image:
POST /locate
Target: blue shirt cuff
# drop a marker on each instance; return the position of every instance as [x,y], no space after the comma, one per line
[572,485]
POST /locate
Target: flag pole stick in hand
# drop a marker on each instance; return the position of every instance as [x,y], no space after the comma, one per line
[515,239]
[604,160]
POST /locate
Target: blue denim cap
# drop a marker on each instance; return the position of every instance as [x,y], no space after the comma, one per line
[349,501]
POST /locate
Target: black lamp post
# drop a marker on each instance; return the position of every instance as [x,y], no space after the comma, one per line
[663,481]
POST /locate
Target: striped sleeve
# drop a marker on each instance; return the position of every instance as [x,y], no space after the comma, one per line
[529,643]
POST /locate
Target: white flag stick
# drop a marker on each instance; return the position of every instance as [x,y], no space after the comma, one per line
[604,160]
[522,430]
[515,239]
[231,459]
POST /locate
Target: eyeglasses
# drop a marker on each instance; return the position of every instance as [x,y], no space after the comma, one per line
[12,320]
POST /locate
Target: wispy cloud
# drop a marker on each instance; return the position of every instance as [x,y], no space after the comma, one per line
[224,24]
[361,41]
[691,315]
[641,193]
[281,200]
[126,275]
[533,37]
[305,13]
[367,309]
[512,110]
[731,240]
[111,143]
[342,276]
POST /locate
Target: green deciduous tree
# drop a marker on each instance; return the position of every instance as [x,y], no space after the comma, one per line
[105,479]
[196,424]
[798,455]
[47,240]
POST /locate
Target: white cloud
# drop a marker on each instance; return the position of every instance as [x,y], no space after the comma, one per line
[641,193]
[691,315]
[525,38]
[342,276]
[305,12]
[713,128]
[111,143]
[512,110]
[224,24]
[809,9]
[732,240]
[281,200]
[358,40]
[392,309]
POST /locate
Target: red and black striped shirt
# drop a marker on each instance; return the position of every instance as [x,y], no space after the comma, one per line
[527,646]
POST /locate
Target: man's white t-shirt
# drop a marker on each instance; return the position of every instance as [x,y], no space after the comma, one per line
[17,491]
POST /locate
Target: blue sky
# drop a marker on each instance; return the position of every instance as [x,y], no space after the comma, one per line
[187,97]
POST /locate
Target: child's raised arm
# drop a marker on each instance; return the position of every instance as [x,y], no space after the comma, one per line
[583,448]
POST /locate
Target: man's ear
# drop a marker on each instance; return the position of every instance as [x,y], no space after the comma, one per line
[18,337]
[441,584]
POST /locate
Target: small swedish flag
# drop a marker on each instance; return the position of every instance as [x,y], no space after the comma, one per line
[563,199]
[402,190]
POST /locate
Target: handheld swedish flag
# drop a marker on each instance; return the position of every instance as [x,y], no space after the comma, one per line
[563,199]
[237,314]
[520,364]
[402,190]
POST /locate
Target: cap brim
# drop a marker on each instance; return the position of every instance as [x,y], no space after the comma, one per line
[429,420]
────────────────
◆ **EXERCISE**
Scan the entries above, and wherever a line holds the string "striped", copy it.

◆ **EXERCISE RESULT**
Target: striped sleeve
Target: red and black striped shirt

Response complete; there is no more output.